◆ **PROBLEM**
Repeat every line of the rows below word for word, leaving out the pictures.

◆ **INFORMATION GIVEN**

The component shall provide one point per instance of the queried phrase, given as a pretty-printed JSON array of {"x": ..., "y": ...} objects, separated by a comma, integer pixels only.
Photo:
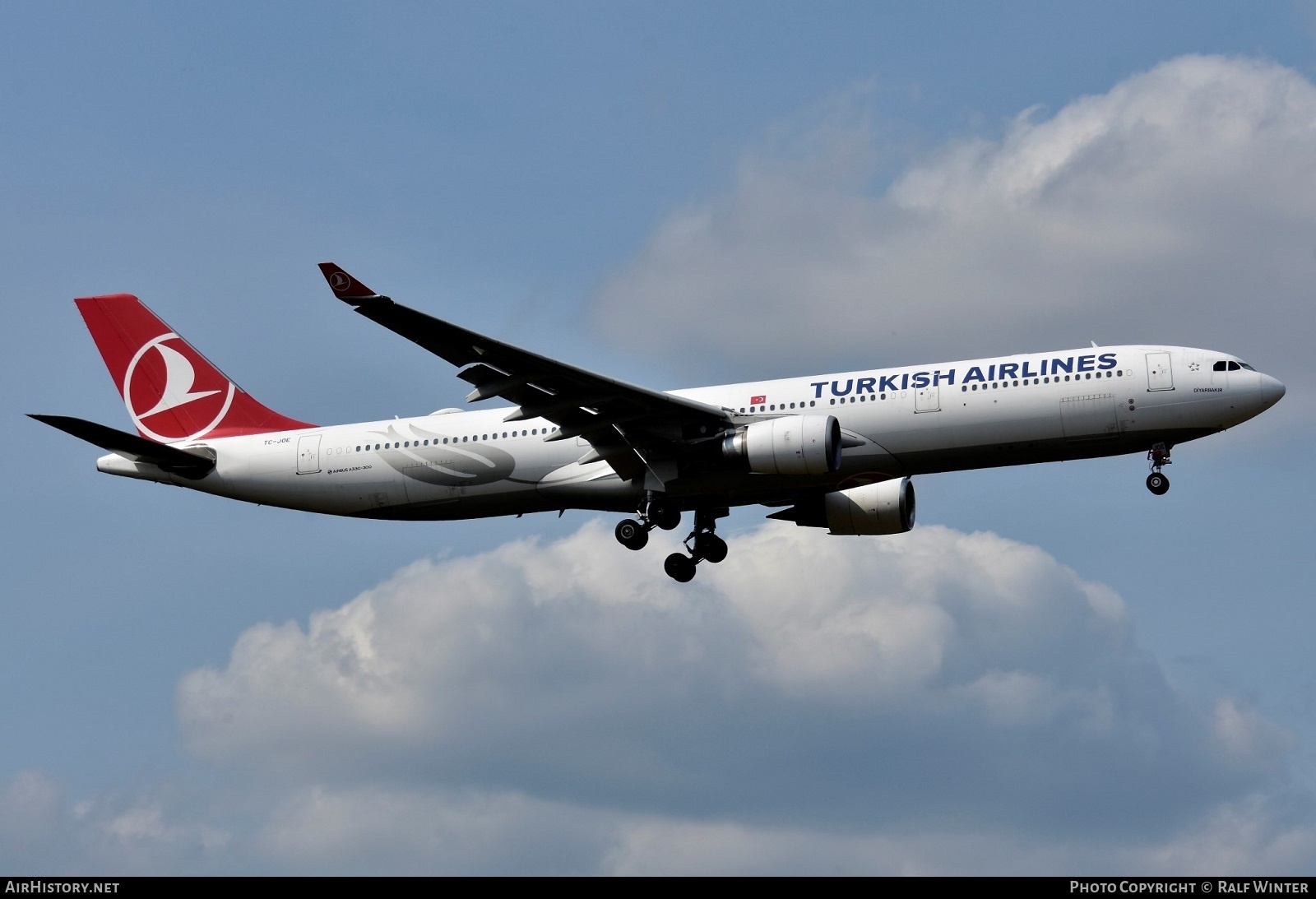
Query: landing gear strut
[
  {"x": 707, "y": 546},
  {"x": 703, "y": 544},
  {"x": 653, "y": 513},
  {"x": 1158, "y": 456}
]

◆ **SOLUTION TO THE PROBLEM**
The component shall provide one point per instance of the queried phrase, given as a pretty-printed JSON array of {"x": ..., "y": ...} objects, separated by a comma, integer pixels only.
Photo:
Query: landing gear strut
[
  {"x": 707, "y": 546},
  {"x": 703, "y": 544},
  {"x": 653, "y": 513},
  {"x": 1158, "y": 456}
]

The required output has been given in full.